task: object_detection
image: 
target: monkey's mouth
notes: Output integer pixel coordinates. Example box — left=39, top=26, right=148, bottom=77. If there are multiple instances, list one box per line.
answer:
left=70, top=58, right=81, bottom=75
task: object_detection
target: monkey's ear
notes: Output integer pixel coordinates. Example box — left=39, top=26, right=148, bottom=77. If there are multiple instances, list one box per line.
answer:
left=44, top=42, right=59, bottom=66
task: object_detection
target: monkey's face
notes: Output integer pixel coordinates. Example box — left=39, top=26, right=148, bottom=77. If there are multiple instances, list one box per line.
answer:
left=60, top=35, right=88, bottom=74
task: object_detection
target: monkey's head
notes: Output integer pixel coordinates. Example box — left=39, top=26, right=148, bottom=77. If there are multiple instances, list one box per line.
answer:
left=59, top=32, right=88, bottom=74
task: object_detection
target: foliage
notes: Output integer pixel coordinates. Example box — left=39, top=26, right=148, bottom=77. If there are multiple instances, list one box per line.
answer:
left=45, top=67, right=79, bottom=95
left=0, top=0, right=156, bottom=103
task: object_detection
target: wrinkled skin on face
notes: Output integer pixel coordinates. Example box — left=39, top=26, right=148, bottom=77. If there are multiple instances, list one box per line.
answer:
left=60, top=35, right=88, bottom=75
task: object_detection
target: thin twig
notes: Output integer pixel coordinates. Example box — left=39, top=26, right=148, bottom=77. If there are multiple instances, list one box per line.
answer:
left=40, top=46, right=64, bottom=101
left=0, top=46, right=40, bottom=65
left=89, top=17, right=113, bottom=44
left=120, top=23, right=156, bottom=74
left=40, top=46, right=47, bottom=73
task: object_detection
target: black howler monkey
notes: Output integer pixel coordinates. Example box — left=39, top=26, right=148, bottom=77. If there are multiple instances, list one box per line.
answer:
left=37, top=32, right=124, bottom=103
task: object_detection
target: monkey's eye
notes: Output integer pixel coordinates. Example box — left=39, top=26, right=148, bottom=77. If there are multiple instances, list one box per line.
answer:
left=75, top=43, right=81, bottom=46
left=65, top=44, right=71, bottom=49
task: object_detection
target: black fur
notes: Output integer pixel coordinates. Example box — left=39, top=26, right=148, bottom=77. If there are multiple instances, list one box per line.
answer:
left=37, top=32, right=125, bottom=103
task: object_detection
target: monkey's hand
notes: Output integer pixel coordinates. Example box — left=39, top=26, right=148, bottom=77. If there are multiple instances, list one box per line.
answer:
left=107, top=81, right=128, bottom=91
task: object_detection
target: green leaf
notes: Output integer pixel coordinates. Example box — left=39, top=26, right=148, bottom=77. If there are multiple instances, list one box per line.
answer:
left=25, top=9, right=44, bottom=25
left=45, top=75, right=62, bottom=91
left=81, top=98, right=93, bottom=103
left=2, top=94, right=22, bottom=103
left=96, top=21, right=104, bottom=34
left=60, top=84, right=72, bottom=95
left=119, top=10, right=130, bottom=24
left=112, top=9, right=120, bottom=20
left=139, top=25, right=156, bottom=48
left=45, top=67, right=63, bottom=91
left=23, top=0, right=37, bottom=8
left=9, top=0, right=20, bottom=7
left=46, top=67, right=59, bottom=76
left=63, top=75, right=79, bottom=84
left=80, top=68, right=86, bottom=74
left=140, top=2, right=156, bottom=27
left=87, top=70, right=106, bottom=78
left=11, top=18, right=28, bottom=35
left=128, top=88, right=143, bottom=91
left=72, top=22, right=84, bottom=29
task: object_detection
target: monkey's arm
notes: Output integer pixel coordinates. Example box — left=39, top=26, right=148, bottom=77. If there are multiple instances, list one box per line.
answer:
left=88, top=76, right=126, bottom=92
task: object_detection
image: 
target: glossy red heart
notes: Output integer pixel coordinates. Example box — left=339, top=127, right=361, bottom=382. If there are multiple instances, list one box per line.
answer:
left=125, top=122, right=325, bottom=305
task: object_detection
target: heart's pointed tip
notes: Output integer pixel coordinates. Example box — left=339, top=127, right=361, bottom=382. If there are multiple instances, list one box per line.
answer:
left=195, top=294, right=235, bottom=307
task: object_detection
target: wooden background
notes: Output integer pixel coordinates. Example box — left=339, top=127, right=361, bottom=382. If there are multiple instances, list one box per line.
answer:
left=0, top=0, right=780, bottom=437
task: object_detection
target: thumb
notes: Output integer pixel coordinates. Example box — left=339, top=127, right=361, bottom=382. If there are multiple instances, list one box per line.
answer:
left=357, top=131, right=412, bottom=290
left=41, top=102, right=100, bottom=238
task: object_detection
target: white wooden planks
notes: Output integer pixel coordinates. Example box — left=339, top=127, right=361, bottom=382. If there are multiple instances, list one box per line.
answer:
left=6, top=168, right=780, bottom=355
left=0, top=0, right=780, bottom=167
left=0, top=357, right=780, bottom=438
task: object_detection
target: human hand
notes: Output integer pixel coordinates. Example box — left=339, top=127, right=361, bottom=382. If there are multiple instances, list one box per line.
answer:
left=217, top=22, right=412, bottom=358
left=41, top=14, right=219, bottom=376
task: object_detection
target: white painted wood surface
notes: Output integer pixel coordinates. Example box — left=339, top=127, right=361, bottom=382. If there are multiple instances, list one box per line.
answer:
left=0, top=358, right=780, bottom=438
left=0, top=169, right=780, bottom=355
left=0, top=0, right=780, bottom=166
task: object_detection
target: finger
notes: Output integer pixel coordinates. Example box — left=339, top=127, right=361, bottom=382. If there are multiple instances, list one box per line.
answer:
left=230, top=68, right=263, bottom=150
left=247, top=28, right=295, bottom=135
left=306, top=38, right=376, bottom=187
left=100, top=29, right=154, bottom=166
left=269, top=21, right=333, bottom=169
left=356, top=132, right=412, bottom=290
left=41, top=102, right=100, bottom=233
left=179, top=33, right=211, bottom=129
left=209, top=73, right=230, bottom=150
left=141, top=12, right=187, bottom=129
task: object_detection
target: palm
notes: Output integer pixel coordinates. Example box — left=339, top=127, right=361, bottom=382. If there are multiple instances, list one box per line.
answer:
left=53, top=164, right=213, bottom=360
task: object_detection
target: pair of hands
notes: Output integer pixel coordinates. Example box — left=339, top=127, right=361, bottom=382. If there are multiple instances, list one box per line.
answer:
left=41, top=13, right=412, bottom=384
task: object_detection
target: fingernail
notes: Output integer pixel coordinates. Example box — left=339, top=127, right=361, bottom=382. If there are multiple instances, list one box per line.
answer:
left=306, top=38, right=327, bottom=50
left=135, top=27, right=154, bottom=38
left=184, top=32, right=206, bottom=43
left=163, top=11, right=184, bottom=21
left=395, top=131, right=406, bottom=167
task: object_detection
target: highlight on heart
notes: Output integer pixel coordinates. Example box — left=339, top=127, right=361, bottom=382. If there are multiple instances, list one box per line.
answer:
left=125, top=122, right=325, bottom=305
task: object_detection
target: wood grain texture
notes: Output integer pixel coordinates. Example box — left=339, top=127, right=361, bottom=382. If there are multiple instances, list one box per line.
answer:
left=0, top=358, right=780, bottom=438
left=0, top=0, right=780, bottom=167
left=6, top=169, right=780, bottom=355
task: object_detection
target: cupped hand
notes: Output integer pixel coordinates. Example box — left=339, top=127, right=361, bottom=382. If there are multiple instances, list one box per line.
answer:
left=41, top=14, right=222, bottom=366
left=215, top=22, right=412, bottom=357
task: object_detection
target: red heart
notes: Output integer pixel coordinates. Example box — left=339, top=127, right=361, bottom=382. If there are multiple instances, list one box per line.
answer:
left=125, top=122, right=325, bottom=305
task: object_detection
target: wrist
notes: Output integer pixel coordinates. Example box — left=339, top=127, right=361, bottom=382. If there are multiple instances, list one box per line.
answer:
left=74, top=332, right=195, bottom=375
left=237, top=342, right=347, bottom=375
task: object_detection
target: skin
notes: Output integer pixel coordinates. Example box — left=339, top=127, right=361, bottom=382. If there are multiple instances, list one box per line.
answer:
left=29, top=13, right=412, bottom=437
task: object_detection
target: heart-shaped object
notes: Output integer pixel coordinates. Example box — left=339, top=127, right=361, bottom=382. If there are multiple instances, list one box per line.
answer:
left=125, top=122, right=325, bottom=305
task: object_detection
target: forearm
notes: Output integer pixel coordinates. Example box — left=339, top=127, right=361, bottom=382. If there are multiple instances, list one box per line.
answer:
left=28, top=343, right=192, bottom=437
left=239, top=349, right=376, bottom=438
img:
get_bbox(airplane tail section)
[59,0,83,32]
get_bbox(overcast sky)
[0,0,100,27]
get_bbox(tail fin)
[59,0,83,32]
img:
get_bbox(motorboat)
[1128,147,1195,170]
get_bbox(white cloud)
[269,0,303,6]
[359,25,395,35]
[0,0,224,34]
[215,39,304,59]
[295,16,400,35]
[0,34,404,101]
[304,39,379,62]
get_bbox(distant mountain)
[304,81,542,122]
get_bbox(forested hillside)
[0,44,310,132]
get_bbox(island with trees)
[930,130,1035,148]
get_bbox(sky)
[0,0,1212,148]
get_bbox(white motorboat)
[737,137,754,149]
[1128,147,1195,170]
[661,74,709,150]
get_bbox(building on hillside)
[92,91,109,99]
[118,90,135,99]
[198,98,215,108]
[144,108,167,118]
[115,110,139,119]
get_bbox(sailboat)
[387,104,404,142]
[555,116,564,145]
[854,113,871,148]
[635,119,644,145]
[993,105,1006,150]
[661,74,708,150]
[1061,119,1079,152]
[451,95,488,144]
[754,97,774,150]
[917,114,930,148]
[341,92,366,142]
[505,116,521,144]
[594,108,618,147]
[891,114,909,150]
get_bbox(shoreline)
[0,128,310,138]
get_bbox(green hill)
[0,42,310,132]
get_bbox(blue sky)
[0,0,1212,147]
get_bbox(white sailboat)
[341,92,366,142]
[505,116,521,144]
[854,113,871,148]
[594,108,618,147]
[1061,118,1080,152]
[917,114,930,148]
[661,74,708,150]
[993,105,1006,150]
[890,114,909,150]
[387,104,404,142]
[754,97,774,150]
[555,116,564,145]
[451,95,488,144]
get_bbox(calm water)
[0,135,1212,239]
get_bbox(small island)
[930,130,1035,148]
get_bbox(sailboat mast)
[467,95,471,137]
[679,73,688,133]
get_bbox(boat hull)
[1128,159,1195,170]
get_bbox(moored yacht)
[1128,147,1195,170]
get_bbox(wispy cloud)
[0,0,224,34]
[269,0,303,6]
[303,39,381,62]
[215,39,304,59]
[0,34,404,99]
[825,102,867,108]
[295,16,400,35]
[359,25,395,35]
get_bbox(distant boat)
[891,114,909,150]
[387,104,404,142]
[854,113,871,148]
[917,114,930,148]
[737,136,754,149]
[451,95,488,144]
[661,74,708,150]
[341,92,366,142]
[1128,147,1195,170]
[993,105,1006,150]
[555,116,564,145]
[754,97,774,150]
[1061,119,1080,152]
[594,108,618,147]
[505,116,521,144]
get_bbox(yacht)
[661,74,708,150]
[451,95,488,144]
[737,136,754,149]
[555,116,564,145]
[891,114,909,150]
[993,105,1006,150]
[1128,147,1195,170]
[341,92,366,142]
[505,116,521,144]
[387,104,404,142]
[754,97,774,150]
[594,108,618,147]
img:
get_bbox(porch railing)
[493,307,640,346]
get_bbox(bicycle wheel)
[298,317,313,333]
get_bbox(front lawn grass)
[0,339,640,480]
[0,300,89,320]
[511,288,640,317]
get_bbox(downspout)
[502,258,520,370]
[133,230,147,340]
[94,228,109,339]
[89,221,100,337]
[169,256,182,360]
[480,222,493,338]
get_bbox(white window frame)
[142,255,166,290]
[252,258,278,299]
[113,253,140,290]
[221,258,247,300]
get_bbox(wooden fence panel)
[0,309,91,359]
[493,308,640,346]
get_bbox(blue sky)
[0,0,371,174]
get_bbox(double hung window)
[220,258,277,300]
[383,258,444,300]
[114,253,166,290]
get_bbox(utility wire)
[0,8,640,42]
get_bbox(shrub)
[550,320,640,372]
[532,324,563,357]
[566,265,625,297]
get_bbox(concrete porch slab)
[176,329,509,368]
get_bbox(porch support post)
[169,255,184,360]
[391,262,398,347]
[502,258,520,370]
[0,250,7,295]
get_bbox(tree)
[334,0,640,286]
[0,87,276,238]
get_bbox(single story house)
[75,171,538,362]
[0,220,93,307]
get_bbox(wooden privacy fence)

•••••

> **What you should do**
Reproduce the material verbatim, beginning at its first line and ending with the line that contains "left=59, top=32, right=88, bottom=74", including that line.

> **Result for this exercise**
task: object_detection
image: 
target: monkey's mouth
notes: Output integer pixel coordinates. Example box — left=39, top=26, right=148, bottom=77. If there are multiple instances, list one box per line.
answer:
left=70, top=58, right=81, bottom=75
task: object_detection
target: monkey's ear
notes: Output integer pixel coordinates. Example box — left=39, top=26, right=148, bottom=77. If there are multiple instances, list one box per line.
answer:
left=44, top=42, right=59, bottom=66
task: object_detection
target: monkey's face
notes: Output integer pixel coordinates. Example box — left=39, top=26, right=148, bottom=77. If there are multiple instances, list one box per line.
answer:
left=60, top=35, right=88, bottom=74
task: object_detection
target: monkey's head
notes: Output integer pixel coordinates. Example box — left=39, top=26, right=148, bottom=77. If there are multiple instances, list one box per line.
answer:
left=59, top=32, right=88, bottom=74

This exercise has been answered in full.